→ **Page extract**
..............................
Materials and method

NMR data preparation for DeepSAT dataset

The NMR spectra for the training dataset were established from a combination of literature and computed NMR spectra. The literature data was from the CH-NMR-NP database where the 1H and 13C NMR spectra of 29,500 natural products and 6,000 organic compounds were compiled from published papers. Incomplete or incorrect data were manually filtered. In order to increase the number of spectra for training, computed NMR spectra were generated using ACD/Spectrus Processor 2017.2.1 software (File Version S70S41, Build 99684, 21 Feb 2018; Advanced Chemistry Development, Inc.), in which 113,967 compounds were randomly chosen from the Universal Natural Product Database, NPATLAS (https://www.npatlas.org), NPASS (http://bidd.group/NPASS), GNPS (http://gnps.ucsd.edu), and NPClassifier (http://npclassifier.ucsd.edu). All selected structures were submitted as SMILES strings and their HSQC spectra were calculated by using the corrected weighted average experimental algorithm in the ACD software. The computational parameters were set as follows; ‘correlation’ was set as C-H COSY, ‘experimental’ was set as HSQC-DEPT, ‘spectrometer frequency’ was set to 600 MHz, ‘spectrum size’ was 128 by 128 pixels, ‘spectrum bounds’ was signal-dependent, ‘line width’ was 3 Hz, and ‘solvent’ was chloroform-d as default.
..............................
→ **Record excerpts**

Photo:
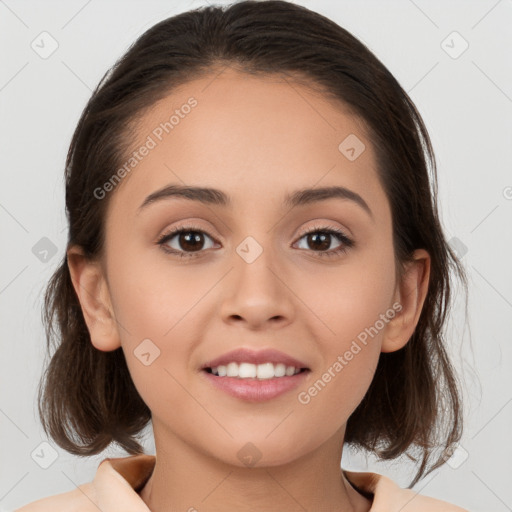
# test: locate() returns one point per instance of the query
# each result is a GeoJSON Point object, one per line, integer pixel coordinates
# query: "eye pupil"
{"type": "Point", "coordinates": [187, 240]}
{"type": "Point", "coordinates": [323, 237]}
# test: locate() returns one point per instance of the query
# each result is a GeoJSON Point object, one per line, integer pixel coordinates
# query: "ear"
{"type": "Point", "coordinates": [92, 290]}
{"type": "Point", "coordinates": [410, 295]}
..............................
→ **Given request**
Answer these questions from the NMR data passage above.
1. How many natural products had spectra compiled in the CH-NMR-NP database?
2. Which software version produced the computed spectra?
3. What spectrometer frequency was set for the calculations?

→ **Result for this exercise**
1. 29,500
2. ACD/Spectrus Processor 2017.2.1
3. 600 MHz